## start Records to use

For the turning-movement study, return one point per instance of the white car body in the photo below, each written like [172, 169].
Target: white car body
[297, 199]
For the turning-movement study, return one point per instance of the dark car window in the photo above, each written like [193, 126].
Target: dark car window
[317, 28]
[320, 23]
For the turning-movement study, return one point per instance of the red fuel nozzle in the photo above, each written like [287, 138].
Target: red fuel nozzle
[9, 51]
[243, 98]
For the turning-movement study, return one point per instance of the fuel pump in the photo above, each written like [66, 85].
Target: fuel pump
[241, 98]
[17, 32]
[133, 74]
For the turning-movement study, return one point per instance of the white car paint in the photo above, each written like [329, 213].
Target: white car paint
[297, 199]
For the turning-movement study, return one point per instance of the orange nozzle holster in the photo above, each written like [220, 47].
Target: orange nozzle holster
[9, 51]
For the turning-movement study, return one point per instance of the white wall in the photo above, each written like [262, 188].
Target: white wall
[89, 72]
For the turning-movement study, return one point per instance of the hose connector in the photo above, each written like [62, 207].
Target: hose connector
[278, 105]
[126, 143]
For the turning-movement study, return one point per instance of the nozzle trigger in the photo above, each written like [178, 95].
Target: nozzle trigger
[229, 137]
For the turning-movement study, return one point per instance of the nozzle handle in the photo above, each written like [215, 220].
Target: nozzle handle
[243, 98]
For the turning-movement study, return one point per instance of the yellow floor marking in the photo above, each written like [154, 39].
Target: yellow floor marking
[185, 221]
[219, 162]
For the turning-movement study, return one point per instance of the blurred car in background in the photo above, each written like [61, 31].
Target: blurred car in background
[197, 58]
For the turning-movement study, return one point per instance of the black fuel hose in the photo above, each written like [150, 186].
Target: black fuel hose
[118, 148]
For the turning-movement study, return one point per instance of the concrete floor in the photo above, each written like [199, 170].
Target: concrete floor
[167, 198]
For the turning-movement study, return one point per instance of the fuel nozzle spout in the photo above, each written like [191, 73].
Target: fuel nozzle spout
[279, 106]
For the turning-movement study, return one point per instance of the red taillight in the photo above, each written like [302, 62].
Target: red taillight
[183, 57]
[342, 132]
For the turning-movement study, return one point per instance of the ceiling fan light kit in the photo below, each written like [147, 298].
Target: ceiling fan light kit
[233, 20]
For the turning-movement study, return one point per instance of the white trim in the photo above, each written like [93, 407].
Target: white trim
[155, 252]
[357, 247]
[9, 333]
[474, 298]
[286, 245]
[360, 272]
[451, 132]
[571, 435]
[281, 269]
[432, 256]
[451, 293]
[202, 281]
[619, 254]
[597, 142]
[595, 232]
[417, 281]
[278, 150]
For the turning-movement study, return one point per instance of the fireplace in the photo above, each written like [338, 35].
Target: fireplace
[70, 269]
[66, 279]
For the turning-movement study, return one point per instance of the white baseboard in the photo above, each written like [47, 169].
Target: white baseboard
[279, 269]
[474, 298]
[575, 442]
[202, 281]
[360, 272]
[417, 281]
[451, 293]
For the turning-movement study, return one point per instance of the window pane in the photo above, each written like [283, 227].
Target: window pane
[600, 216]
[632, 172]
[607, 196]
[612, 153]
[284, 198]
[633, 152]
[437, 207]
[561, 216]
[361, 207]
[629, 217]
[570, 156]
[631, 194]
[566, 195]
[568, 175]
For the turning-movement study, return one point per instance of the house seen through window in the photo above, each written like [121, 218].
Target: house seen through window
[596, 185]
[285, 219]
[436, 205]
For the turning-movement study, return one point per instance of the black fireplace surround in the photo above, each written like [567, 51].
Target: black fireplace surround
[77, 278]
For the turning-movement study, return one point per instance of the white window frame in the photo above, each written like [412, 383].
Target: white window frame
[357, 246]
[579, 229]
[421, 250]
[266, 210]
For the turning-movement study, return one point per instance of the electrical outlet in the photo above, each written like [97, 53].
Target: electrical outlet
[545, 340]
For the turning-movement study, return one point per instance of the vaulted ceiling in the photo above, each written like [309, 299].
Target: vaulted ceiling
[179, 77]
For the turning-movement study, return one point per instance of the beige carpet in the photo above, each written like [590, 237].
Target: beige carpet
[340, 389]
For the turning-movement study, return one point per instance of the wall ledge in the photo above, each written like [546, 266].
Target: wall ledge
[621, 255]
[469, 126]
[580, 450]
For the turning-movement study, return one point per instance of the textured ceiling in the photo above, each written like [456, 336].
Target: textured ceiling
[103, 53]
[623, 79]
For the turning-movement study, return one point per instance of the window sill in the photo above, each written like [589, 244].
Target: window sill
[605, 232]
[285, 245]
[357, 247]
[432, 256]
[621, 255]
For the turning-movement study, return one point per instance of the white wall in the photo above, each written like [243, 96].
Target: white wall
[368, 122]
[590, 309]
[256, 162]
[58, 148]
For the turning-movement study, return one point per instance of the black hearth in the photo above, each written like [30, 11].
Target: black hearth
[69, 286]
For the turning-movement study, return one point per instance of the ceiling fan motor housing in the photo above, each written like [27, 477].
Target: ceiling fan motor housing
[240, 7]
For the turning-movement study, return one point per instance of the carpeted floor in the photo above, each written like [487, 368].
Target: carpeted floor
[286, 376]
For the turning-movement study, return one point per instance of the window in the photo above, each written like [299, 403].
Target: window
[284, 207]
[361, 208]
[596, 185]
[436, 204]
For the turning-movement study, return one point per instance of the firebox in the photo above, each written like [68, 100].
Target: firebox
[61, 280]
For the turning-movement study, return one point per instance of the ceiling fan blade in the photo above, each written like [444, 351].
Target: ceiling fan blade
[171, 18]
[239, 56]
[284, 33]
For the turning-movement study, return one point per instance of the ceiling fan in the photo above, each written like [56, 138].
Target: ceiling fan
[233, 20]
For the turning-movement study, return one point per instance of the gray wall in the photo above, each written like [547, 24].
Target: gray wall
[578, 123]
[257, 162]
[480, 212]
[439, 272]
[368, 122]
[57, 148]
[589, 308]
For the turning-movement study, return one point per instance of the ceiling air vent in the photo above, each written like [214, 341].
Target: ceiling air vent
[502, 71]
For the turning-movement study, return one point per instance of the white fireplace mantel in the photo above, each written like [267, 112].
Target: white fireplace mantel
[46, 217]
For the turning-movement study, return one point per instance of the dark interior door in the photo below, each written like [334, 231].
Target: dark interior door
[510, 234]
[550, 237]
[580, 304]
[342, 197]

## end Records to use

> Your task:
Put the stretch from the line containing "like [334, 231]." through the end of the records into a Markdown table with the columns Row and Line, numbering each row and leaving out blank lines.

> Task result:
| Row | Line |
|---|---|
| 1 | For the turning-movement study, return one point per instance of the dark interior door in the photo below, each written like [334, 231]. |
| 2 | Target: dark interior door |
| 3 | [510, 234] |
| 4 | [550, 237] |
| 5 | [580, 304] |
| 6 | [342, 197] |